- _Natural-language object grounding data_:
────

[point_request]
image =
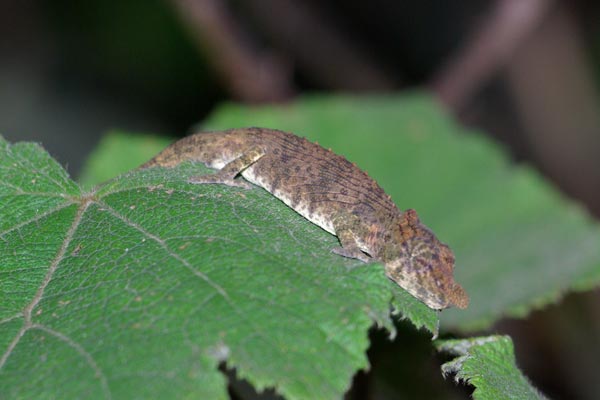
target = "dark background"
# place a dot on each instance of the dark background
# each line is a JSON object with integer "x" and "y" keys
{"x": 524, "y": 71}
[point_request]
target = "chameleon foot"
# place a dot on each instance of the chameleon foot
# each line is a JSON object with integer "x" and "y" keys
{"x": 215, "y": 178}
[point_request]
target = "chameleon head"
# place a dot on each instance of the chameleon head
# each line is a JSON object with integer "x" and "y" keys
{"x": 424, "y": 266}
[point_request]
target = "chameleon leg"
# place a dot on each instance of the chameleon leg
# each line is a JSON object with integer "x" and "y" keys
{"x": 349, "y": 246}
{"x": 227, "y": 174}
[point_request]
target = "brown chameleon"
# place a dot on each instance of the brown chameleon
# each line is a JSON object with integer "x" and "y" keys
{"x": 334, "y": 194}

────

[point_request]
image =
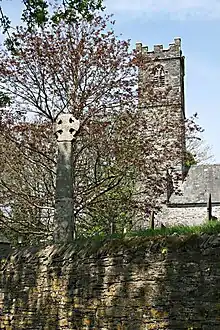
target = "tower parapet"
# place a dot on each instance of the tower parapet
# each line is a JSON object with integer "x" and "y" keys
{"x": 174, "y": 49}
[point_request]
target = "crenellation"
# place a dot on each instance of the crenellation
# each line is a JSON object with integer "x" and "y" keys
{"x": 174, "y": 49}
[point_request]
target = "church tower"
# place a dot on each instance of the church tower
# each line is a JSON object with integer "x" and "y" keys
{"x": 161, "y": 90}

────

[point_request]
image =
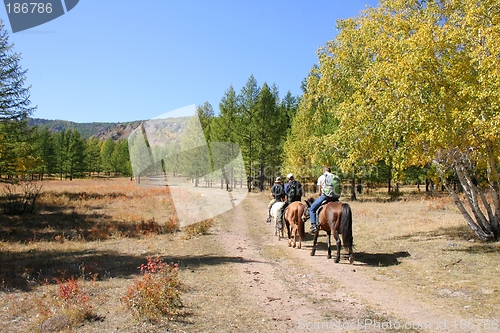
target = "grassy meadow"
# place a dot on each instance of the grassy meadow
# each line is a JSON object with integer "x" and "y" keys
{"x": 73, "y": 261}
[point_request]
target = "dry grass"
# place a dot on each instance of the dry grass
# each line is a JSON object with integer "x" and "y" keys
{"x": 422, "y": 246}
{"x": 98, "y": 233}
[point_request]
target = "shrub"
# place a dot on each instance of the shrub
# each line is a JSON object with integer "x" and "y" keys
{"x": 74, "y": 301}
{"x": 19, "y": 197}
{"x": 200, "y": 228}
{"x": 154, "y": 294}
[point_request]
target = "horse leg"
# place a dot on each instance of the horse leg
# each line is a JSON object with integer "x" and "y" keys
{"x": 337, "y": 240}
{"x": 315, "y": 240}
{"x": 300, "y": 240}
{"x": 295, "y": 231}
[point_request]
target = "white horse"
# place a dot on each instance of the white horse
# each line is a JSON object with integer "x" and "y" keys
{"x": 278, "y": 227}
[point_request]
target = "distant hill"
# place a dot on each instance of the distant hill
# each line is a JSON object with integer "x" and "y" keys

────

- _Task to carry out_: Check which lines of the entries hold the word "church", then please give only how many there are.

- _Your solution_: 2